The records →

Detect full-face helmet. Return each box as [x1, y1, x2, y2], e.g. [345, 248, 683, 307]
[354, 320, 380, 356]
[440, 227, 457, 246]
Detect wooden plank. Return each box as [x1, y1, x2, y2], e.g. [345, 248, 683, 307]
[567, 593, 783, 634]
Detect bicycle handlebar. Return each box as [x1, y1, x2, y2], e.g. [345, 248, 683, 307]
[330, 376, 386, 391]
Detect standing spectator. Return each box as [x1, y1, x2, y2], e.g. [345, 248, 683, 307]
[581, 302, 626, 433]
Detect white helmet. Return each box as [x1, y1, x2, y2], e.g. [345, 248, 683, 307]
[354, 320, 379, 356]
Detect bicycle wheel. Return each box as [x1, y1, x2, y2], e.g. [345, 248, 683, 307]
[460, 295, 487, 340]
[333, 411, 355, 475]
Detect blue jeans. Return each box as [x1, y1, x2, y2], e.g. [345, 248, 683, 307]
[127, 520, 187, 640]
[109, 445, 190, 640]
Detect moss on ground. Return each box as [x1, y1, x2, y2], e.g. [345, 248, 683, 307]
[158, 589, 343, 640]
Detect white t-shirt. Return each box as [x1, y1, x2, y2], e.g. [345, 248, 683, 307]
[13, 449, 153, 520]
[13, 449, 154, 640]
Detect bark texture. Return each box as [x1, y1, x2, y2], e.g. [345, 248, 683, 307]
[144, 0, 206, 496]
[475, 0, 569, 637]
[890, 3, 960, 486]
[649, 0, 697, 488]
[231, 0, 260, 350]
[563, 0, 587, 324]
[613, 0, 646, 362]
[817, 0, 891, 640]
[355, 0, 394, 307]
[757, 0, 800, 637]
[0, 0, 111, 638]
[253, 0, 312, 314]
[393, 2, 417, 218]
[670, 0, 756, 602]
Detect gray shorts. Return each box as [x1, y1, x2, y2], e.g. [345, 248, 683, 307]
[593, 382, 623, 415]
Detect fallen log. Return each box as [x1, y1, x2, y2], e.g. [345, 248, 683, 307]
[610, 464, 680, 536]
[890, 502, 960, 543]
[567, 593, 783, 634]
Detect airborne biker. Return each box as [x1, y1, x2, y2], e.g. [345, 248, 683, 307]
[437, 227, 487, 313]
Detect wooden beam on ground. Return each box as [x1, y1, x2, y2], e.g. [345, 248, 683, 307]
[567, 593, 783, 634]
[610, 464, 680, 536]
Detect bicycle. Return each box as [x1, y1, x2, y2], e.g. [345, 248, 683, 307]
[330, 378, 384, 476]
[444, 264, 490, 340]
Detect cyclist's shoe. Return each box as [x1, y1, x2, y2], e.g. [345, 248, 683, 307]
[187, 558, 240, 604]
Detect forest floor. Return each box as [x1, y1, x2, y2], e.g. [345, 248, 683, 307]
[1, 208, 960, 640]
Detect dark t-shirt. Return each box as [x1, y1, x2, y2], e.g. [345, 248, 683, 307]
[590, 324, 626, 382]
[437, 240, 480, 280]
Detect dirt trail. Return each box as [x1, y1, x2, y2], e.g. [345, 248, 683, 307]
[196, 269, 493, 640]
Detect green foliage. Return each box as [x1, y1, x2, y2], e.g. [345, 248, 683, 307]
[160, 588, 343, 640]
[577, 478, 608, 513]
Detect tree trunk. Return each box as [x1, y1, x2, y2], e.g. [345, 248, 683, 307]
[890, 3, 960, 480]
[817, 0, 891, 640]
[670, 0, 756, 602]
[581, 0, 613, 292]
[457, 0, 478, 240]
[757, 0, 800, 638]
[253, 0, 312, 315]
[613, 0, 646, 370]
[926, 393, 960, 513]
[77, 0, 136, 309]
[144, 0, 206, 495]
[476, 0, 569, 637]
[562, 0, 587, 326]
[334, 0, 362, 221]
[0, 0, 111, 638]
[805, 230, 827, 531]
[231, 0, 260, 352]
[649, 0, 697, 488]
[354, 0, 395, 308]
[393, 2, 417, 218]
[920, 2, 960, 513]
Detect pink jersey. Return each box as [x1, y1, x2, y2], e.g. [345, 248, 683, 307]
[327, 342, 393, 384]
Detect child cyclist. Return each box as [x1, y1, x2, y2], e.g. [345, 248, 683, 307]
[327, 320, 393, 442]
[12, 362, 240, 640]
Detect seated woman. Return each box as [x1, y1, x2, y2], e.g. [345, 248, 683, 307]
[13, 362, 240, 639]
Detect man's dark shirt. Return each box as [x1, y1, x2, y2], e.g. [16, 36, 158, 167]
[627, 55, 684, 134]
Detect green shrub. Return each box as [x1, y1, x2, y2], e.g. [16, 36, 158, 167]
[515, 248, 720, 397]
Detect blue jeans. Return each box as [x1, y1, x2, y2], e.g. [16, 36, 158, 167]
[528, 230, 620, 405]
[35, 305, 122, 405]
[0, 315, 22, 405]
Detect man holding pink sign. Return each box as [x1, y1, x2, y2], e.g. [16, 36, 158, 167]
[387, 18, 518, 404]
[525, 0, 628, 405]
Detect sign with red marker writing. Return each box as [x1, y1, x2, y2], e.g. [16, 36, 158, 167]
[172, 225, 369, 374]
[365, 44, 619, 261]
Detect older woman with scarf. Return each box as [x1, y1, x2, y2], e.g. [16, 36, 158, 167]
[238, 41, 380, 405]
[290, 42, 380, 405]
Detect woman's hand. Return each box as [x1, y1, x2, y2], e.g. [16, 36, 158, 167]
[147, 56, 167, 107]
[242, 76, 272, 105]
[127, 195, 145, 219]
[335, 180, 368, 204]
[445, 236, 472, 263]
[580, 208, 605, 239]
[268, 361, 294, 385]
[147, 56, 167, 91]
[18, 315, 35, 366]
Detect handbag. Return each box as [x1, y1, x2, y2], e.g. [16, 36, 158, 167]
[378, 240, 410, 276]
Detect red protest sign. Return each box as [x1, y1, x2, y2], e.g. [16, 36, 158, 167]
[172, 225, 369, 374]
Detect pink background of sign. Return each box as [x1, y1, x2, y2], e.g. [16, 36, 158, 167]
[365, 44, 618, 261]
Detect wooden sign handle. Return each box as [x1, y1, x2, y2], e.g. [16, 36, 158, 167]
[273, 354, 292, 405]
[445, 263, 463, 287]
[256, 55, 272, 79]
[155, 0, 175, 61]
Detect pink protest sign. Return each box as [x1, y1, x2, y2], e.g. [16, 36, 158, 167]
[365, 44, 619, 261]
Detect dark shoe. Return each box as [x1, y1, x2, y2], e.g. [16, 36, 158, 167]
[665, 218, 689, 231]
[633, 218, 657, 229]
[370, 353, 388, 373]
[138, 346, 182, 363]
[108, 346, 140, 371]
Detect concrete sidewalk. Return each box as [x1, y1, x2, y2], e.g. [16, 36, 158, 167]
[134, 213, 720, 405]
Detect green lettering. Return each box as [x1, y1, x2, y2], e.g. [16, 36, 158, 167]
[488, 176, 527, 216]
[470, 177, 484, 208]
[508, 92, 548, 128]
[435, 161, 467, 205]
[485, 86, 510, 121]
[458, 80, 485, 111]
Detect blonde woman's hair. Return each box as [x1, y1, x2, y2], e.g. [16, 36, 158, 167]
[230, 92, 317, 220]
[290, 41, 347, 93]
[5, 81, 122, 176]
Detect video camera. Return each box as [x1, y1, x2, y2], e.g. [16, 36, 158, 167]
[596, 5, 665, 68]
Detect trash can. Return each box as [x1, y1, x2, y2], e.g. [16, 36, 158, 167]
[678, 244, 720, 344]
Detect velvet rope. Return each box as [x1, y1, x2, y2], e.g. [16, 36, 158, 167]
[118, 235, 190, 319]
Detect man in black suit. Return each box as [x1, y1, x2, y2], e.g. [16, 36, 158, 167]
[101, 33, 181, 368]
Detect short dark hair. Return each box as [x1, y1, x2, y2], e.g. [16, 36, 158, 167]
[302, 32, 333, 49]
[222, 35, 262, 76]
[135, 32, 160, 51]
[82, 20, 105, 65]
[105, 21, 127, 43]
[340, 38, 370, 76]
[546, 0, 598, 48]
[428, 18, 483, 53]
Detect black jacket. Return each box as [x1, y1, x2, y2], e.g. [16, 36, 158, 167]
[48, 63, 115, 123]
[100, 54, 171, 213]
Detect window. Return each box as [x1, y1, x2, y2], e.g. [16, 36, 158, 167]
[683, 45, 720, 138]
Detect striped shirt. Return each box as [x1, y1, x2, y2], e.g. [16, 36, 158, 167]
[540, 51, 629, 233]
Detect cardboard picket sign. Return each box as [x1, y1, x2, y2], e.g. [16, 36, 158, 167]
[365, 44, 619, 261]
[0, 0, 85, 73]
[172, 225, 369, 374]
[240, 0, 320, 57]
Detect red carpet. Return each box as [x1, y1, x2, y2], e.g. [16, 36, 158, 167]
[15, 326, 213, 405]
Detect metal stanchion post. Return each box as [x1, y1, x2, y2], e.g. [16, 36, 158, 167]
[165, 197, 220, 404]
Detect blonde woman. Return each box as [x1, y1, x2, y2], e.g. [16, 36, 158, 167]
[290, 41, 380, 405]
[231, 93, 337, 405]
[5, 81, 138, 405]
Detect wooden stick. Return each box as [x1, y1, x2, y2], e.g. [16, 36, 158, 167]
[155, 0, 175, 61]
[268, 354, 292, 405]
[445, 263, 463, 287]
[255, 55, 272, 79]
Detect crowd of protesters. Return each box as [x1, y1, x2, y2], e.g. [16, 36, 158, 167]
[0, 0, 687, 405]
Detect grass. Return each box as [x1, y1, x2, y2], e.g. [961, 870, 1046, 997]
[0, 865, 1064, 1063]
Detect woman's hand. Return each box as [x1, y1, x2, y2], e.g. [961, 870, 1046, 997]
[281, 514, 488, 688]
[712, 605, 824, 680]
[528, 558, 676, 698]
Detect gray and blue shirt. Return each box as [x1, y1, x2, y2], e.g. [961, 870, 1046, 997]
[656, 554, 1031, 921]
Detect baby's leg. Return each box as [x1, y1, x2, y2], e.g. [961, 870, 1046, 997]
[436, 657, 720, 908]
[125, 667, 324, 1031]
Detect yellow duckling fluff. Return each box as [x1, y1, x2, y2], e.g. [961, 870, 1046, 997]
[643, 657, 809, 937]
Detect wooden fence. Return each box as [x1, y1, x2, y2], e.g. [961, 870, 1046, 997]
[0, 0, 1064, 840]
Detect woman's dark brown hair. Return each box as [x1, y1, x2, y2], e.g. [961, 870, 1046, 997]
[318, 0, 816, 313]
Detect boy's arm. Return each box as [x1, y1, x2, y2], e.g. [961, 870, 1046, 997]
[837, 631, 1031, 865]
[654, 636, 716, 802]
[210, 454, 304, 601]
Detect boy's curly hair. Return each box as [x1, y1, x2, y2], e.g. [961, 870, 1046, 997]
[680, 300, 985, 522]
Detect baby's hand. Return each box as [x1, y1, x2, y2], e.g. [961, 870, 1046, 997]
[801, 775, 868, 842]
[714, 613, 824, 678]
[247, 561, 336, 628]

Exercise requirements →
Could you render the rows above, from the first one through the one containing "[581, 302, 626, 433]", as a numbered list with any blank lines left out?

Exercise solution →
1. Detect full-face helmet. Return each box as [x1, y1, x2, y2], e.g. [345, 248, 683, 307]
2. [354, 320, 380, 356]
3. [440, 227, 457, 246]
4. Detect wooden plank. Return each box as [x1, y1, x2, y2], e.g. [345, 248, 683, 307]
5. [567, 593, 783, 634]
6. Detect bicycle handlebar. Return each box as [x1, y1, x2, y2], e.g. [345, 248, 683, 307]
7. [330, 376, 386, 391]
8. Detect standing spectator. Return each box as [x1, y1, x2, y2], e.g. [345, 248, 683, 307]
9. [581, 302, 626, 433]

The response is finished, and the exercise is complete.